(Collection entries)
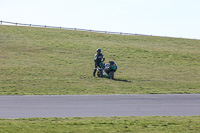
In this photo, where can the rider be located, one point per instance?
(97, 59)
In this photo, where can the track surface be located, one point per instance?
(99, 105)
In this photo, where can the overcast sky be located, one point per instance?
(173, 18)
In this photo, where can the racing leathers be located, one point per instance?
(99, 57)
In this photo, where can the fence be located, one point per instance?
(78, 29)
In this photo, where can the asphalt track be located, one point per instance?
(99, 105)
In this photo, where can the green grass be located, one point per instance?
(41, 61)
(153, 124)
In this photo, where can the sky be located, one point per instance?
(172, 18)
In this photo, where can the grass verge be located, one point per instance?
(155, 124)
(39, 61)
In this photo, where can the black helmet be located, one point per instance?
(98, 50)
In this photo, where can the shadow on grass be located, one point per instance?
(122, 80)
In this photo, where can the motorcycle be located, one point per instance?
(107, 70)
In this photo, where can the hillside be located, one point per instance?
(42, 61)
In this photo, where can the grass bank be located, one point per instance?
(40, 61)
(148, 124)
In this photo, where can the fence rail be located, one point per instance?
(78, 29)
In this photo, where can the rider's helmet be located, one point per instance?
(98, 50)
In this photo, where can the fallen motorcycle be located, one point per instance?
(107, 70)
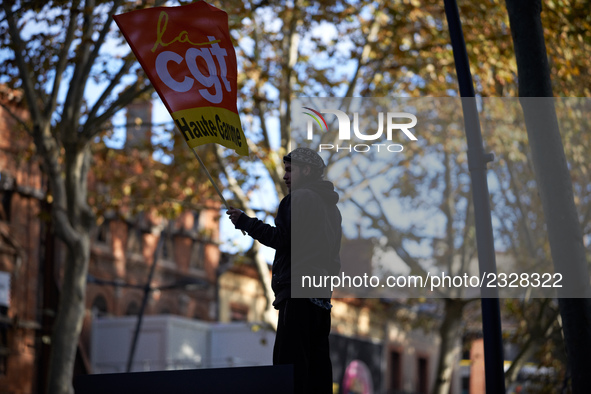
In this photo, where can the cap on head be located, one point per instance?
(305, 156)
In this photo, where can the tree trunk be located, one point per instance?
(450, 347)
(72, 303)
(555, 186)
(68, 324)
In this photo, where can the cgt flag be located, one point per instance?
(188, 56)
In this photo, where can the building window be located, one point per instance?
(132, 309)
(197, 255)
(103, 234)
(167, 252)
(7, 185)
(134, 239)
(99, 306)
(3, 340)
(395, 371)
(238, 312)
(422, 376)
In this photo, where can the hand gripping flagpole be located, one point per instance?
(217, 189)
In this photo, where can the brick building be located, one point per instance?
(187, 279)
(22, 235)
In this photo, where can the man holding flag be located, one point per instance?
(187, 54)
(307, 239)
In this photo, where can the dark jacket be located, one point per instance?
(306, 239)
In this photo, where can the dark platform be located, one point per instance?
(277, 379)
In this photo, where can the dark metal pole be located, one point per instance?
(477, 159)
(147, 290)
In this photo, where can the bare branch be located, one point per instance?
(62, 62)
(26, 79)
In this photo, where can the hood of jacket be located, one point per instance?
(325, 189)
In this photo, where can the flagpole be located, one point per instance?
(210, 178)
(217, 189)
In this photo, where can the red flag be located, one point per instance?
(188, 56)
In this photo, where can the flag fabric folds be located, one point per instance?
(188, 56)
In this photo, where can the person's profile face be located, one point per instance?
(293, 176)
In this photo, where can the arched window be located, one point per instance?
(99, 306)
(132, 309)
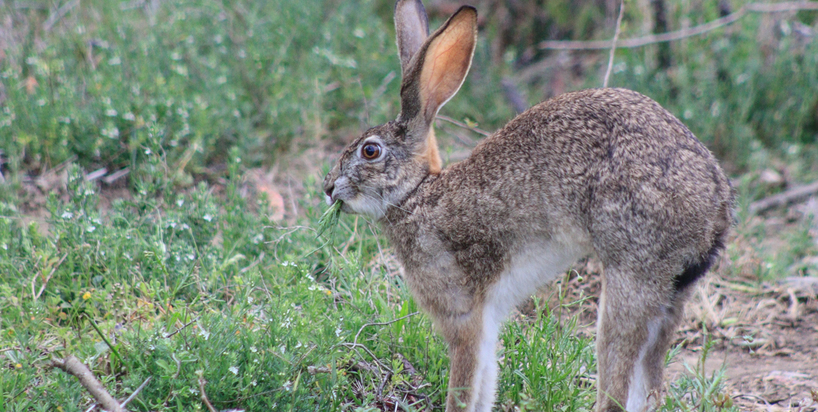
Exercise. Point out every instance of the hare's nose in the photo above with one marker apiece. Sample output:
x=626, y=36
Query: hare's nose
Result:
x=329, y=188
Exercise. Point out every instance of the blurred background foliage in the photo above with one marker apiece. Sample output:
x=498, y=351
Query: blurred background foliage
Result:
x=88, y=81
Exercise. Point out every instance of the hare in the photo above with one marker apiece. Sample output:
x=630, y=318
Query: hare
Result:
x=604, y=171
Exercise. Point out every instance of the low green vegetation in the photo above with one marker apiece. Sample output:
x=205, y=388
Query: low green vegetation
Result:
x=189, y=283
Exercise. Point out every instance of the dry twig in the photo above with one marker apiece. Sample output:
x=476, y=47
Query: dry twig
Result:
x=613, y=43
x=73, y=366
x=683, y=33
x=788, y=197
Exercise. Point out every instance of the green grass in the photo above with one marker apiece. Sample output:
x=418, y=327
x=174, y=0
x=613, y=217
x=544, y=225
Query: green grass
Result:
x=187, y=279
x=183, y=287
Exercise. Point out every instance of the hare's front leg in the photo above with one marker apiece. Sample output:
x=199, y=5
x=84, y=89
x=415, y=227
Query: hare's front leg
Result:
x=636, y=321
x=473, y=362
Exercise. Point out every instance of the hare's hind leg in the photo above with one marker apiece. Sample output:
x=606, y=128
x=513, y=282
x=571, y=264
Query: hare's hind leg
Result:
x=473, y=367
x=636, y=321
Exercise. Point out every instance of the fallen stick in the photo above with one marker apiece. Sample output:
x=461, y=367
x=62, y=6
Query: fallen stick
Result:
x=788, y=197
x=73, y=366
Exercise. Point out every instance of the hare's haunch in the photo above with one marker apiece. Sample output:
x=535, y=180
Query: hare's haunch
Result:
x=605, y=171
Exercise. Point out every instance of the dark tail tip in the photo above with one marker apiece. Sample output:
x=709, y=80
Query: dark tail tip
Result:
x=696, y=270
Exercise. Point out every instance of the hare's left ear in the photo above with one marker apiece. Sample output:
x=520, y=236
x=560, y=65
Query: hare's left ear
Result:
x=411, y=29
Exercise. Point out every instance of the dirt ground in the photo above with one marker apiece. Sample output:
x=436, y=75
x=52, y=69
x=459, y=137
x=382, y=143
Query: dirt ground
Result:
x=764, y=337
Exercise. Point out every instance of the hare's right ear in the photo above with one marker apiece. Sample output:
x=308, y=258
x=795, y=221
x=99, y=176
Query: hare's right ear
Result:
x=438, y=70
x=411, y=29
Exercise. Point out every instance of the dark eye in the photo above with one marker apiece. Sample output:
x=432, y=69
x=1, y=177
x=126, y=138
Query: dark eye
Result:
x=371, y=151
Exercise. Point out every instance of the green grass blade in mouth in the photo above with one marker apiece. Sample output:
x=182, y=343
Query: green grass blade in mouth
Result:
x=329, y=219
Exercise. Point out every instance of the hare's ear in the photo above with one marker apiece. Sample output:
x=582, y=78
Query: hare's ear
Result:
x=411, y=29
x=439, y=69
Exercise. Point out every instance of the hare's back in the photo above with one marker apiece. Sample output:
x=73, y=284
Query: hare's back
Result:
x=629, y=171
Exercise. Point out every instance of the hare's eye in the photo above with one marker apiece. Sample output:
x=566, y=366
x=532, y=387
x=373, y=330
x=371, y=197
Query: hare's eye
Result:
x=371, y=151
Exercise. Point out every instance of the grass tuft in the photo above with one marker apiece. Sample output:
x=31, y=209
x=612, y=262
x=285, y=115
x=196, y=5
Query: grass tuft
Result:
x=329, y=220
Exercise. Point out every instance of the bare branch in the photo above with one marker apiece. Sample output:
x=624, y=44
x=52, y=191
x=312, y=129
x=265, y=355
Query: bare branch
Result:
x=680, y=34
x=613, y=43
x=793, y=195
x=73, y=366
x=136, y=392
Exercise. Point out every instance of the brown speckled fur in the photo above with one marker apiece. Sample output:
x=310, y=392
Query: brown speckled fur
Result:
x=605, y=171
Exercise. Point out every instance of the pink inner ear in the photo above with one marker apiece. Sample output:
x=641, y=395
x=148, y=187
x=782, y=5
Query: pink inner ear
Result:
x=446, y=62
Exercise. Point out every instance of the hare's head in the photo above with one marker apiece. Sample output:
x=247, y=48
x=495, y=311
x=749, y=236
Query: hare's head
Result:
x=383, y=166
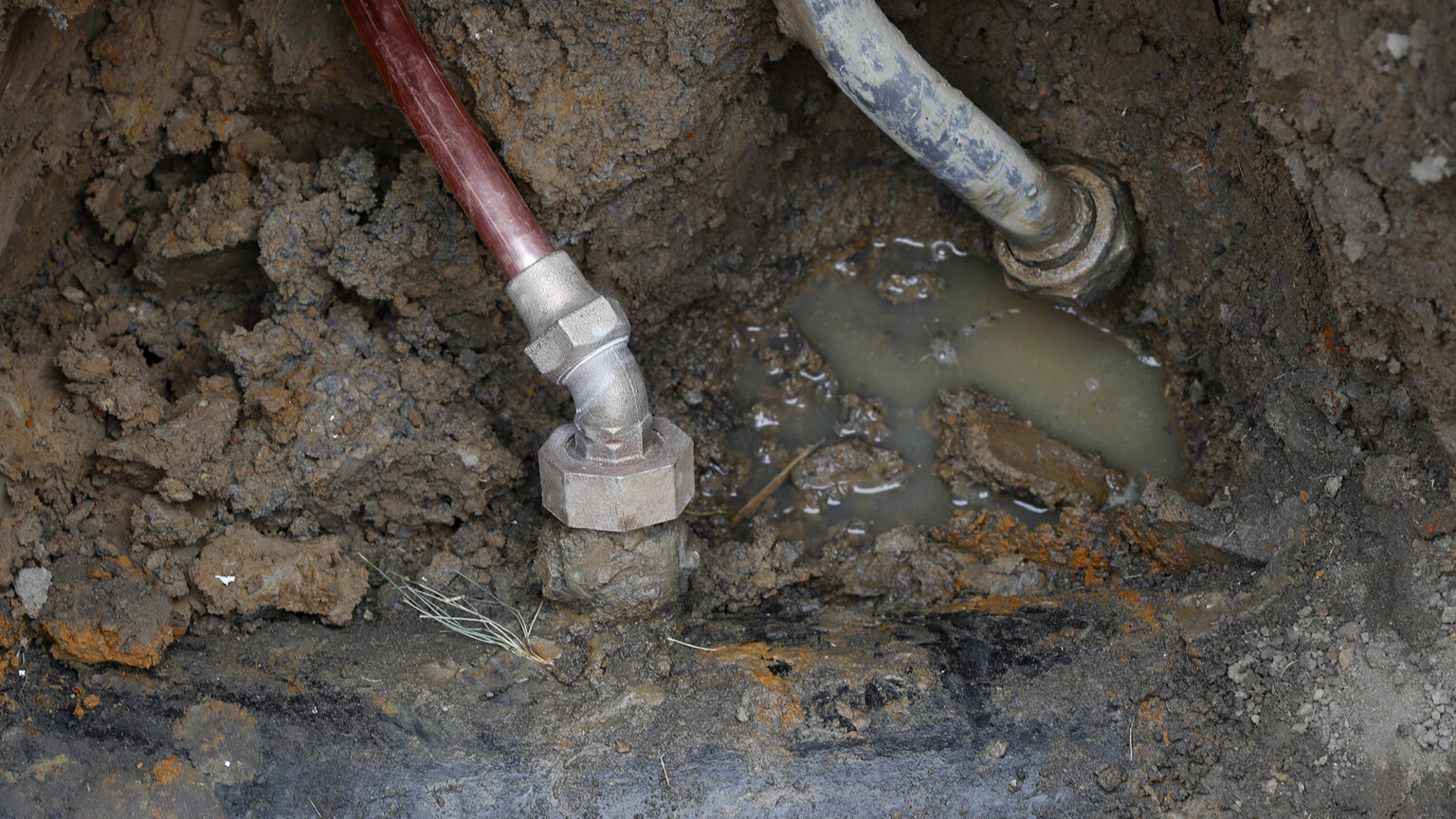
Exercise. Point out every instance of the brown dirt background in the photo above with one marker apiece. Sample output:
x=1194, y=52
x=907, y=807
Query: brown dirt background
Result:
x=236, y=306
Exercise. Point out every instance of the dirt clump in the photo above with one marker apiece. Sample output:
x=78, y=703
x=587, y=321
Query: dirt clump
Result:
x=108, y=610
x=616, y=576
x=833, y=471
x=985, y=444
x=246, y=572
x=222, y=740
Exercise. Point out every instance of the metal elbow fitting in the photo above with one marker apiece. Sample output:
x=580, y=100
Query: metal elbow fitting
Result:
x=1091, y=258
x=614, y=466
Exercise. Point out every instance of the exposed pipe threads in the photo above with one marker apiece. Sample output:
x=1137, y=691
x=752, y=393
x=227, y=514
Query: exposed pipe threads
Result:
x=614, y=466
x=1060, y=228
x=611, y=415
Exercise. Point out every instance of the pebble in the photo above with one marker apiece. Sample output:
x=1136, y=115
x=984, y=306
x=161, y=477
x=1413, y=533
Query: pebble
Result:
x=32, y=586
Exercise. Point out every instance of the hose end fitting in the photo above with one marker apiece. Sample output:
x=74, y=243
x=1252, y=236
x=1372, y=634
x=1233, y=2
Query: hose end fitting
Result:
x=1095, y=261
x=614, y=466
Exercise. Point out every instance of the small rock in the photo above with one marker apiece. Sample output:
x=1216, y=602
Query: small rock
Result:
x=245, y=572
x=847, y=466
x=983, y=442
x=108, y=612
x=32, y=586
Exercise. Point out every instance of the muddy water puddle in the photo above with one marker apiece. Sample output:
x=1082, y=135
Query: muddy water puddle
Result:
x=863, y=355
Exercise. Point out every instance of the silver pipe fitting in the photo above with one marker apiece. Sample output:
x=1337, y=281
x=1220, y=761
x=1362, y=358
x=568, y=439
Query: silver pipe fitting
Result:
x=1064, y=232
x=614, y=466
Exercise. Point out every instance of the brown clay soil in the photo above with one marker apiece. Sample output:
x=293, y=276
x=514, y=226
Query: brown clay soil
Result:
x=246, y=338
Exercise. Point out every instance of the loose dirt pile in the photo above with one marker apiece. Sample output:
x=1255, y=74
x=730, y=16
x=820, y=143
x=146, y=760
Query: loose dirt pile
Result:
x=245, y=334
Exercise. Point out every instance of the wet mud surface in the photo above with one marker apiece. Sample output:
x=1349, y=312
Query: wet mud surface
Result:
x=247, y=341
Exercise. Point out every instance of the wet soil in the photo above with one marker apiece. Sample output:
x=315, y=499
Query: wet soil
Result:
x=245, y=331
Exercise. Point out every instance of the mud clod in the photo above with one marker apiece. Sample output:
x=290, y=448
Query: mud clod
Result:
x=841, y=468
x=245, y=572
x=222, y=740
x=985, y=444
x=108, y=610
x=616, y=576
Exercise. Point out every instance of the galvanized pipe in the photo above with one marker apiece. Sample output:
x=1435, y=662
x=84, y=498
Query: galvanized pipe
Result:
x=616, y=466
x=1065, y=232
x=580, y=339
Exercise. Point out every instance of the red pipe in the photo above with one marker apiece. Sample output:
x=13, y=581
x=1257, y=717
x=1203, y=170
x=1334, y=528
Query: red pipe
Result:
x=450, y=137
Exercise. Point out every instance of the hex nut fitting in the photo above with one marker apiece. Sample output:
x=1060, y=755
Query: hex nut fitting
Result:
x=618, y=498
x=575, y=336
x=1095, y=264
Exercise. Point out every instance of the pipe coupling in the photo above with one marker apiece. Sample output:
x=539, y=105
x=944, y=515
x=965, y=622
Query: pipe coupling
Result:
x=1092, y=260
x=614, y=466
x=587, y=493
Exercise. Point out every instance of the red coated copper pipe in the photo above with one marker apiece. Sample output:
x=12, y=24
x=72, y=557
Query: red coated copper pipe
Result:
x=450, y=137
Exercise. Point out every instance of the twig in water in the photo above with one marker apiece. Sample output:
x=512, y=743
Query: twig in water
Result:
x=774, y=485
x=464, y=615
x=690, y=646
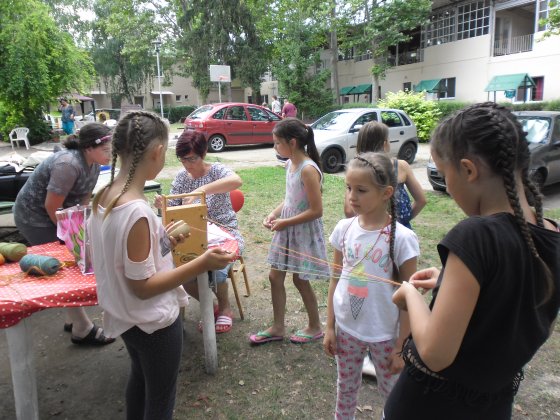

PROBLEM REQUIREMENTS:
Write out every line of the data that holds the word "twig".

ANSWER SECTION:
Exercise. Point out every instance of the dry twig in the photo above with one marker apiece. Sample output:
Query: dry twig
Exercise. Point out every instance of the twig in water in the photo above with one marker apiece. Sample output:
Query: twig in water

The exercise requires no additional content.